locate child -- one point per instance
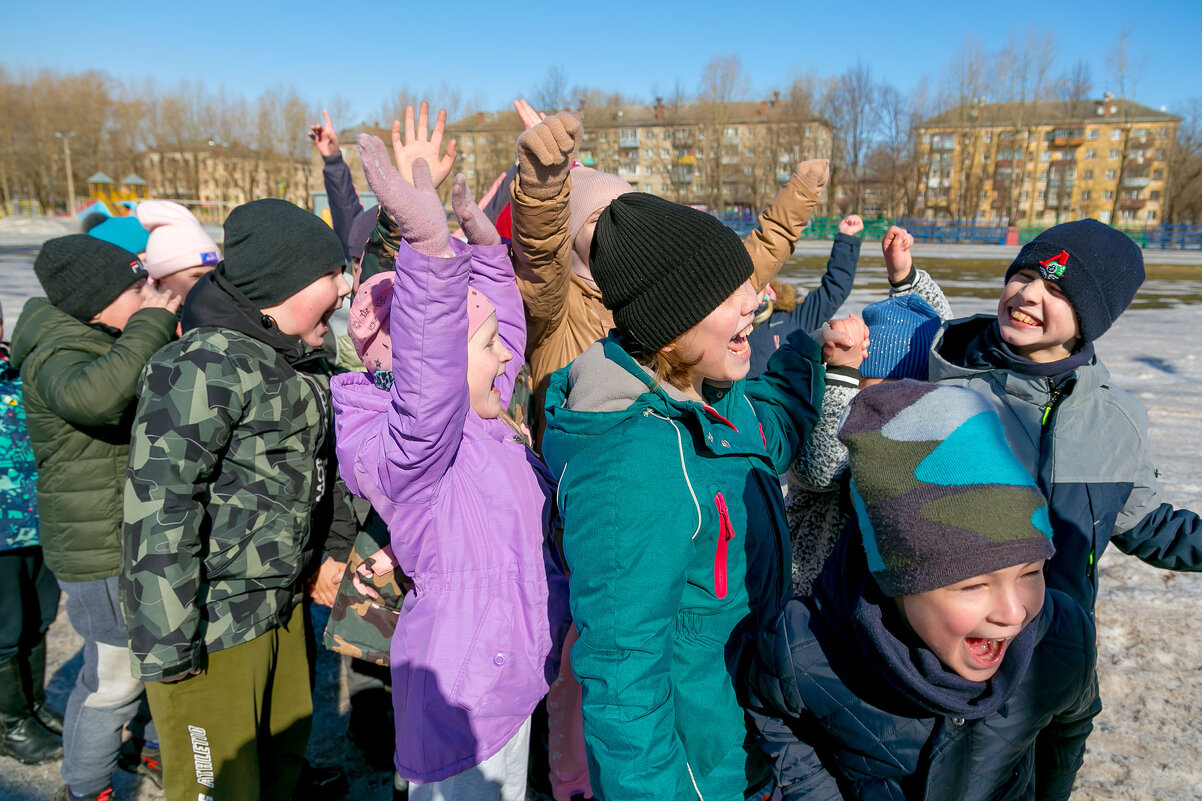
(1084, 440)
(465, 502)
(673, 521)
(781, 313)
(226, 499)
(178, 250)
(29, 594)
(79, 351)
(930, 660)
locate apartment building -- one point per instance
(1045, 162)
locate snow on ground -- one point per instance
(1146, 742)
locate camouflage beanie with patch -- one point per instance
(938, 493)
(1099, 270)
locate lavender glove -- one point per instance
(415, 207)
(475, 224)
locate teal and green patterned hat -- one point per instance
(939, 496)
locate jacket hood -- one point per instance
(948, 359)
(601, 389)
(41, 322)
(216, 303)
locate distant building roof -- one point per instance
(617, 116)
(1048, 113)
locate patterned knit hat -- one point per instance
(938, 493)
(662, 267)
(1098, 268)
(899, 334)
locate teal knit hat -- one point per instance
(938, 493)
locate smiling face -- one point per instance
(307, 313)
(719, 343)
(486, 361)
(1036, 319)
(970, 624)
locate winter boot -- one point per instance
(138, 757)
(35, 689)
(22, 736)
(65, 794)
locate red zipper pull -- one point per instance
(725, 534)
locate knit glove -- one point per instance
(546, 154)
(810, 177)
(475, 224)
(415, 207)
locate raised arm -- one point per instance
(542, 247)
(89, 390)
(780, 225)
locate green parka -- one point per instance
(676, 538)
(79, 381)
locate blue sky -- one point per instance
(497, 51)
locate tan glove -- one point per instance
(546, 154)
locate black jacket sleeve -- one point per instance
(344, 201)
(822, 303)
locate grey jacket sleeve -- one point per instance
(920, 283)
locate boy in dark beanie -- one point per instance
(79, 351)
(226, 498)
(1084, 440)
(930, 662)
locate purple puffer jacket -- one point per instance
(468, 506)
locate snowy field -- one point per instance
(1146, 745)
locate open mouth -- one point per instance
(986, 651)
(1024, 320)
(738, 345)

+-------+

PROBLEM TO SOLVE> Reproduce the rows above verbatim, beginning with the line that contains "locate raised arm -- one point per instance" and continuing through the final line.

SOLVED PROBLEM>
locate raised arm -- one point per instance
(542, 247)
(89, 390)
(780, 225)
locate green parka -- one point per instance
(676, 538)
(79, 381)
locate blue sky -- one point per instance
(497, 51)
locate tan glove -- one point per instance
(546, 154)
locate black jacket sleeve -- one point per instance
(344, 201)
(822, 303)
locate grey jacket sleeve -- one point per instance
(920, 283)
locate boy in dark beanie -- one point per instance
(79, 351)
(226, 498)
(1084, 440)
(930, 662)
locate purple puffer jacket -- one point per instance
(468, 506)
locate snowy field -- one point per instance
(1146, 745)
locate open mouth -- one point per instance
(986, 651)
(1024, 320)
(738, 345)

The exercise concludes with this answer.